▶ PROBLEM REQUIREMENTS:
From the very first line down to the line containing "Query: white cloud", write out the material exactly as it appears, and no more.

━━ MATERIAL FOR THIS TASK ━━

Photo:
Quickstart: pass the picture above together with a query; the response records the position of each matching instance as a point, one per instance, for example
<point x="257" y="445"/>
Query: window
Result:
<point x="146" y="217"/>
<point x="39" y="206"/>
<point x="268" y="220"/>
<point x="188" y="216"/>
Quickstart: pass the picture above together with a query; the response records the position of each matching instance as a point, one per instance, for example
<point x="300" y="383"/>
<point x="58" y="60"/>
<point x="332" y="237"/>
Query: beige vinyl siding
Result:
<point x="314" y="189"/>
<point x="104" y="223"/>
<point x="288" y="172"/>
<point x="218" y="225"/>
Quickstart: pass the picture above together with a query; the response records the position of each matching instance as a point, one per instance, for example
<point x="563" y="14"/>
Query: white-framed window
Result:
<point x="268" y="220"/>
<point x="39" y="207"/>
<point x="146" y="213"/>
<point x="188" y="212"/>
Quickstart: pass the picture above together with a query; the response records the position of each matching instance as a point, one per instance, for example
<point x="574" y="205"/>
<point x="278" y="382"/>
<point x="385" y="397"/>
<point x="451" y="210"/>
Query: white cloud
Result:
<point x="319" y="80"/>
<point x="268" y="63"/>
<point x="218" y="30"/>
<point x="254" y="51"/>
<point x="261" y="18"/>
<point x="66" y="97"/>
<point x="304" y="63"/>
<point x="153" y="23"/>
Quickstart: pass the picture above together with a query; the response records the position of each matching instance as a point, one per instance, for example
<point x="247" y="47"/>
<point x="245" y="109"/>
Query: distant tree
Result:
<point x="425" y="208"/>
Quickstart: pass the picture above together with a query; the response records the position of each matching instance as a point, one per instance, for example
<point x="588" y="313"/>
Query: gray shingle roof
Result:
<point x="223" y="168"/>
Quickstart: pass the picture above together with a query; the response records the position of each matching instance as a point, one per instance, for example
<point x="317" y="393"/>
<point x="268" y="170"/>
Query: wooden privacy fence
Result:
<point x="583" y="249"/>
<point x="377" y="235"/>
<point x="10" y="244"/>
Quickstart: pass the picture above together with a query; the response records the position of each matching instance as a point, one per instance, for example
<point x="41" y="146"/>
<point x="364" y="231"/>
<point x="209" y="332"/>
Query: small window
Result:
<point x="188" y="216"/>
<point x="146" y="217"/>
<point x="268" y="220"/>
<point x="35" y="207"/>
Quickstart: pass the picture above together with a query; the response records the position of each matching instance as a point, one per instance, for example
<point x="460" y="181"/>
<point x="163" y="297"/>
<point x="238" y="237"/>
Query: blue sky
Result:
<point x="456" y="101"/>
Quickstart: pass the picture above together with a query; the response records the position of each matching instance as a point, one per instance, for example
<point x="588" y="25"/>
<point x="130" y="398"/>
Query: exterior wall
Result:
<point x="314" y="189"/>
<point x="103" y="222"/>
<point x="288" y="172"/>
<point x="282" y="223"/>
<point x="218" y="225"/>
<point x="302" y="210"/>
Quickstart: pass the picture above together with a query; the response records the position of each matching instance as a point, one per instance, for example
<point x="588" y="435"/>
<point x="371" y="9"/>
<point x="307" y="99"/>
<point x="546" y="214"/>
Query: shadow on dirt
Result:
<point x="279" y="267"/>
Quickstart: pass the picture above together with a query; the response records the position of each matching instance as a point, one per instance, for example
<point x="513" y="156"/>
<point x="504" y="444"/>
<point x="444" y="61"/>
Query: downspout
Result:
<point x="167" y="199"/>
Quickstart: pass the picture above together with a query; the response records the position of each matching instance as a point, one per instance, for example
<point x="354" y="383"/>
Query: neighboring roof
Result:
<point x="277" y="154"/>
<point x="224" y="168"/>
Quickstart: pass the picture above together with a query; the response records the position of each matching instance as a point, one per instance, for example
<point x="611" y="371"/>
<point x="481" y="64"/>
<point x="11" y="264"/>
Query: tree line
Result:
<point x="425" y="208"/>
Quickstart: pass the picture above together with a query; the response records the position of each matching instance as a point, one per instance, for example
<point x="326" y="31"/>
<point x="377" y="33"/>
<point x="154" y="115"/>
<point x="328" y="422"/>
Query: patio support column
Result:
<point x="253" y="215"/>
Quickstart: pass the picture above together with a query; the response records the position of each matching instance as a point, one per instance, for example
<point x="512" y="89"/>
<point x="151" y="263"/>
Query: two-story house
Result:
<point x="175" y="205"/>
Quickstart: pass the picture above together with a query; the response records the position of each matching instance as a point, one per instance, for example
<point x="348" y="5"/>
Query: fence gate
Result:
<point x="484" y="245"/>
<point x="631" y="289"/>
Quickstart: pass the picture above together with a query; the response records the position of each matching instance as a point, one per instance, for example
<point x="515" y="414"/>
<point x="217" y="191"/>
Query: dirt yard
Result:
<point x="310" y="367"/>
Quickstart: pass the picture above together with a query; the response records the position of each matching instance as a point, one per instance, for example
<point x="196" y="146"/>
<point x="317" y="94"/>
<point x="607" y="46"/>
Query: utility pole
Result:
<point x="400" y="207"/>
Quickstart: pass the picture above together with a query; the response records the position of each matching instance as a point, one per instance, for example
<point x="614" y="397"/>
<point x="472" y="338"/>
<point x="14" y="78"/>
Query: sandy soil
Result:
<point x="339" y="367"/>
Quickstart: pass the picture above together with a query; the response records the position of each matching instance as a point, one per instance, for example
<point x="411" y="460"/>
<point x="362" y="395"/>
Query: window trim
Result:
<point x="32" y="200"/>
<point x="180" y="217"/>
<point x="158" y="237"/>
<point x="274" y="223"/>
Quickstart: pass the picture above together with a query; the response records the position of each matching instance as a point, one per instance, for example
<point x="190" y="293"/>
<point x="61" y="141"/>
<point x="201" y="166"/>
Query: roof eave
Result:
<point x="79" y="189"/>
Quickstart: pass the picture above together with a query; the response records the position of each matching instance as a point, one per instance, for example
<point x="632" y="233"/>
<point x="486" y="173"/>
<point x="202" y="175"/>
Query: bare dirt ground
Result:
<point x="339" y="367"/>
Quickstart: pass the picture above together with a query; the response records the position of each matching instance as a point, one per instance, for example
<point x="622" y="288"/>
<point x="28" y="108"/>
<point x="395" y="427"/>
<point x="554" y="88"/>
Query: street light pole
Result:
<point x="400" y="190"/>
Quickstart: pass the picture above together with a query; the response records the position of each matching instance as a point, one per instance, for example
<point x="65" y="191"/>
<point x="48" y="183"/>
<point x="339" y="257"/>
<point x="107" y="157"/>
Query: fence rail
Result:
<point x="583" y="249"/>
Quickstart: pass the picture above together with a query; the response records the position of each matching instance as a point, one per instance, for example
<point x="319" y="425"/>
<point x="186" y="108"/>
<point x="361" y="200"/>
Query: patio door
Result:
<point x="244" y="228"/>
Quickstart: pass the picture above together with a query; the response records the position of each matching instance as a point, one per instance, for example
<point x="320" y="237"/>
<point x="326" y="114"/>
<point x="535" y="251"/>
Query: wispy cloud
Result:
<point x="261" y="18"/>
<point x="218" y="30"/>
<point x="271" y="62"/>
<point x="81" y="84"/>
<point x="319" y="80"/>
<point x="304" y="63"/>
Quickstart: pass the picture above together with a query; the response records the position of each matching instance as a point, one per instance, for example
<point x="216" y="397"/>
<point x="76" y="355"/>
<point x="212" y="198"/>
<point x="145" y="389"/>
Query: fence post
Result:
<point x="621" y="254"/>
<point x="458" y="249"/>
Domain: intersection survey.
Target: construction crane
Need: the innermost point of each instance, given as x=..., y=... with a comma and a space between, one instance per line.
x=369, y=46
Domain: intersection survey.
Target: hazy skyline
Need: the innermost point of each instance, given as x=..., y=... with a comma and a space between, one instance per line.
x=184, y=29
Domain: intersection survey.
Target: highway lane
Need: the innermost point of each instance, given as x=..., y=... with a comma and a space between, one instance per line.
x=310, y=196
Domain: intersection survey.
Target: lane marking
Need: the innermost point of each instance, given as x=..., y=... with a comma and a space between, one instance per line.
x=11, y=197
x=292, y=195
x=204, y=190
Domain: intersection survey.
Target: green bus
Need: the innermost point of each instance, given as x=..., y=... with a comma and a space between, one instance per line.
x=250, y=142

━━━

▶ RESULT OF THIS TASK:
Photo:
Quickstart: pass the picture above together with a query; the response records the position of each matching instance as a point, one per instance, for example
<point x="257" y="445"/>
Query: window
Result:
<point x="146" y="217"/>
<point x="39" y="206"/>
<point x="268" y="220"/>
<point x="188" y="216"/>
Quickstart: pass the picture above together with a query; the response records the position of each matching instance as a point, one per instance, for example
<point x="300" y="383"/>
<point x="58" y="60"/>
<point x="332" y="237"/>
Query: beige vinyl siding
Result:
<point x="314" y="189"/>
<point x="104" y="223"/>
<point x="288" y="172"/>
<point x="218" y="225"/>
Quickstart: pass the picture above together with a query; the response records the position of each matching instance as a point, one per instance, for example
<point x="563" y="14"/>
Query: white-framed window
Result:
<point x="268" y="220"/>
<point x="39" y="207"/>
<point x="146" y="213"/>
<point x="188" y="212"/>
Quickstart: pass the picture above together with a query; the response records the position of each matching instance as a point, one per instance, for example
<point x="574" y="205"/>
<point x="278" y="382"/>
<point x="385" y="397"/>
<point x="451" y="210"/>
Query: white cloud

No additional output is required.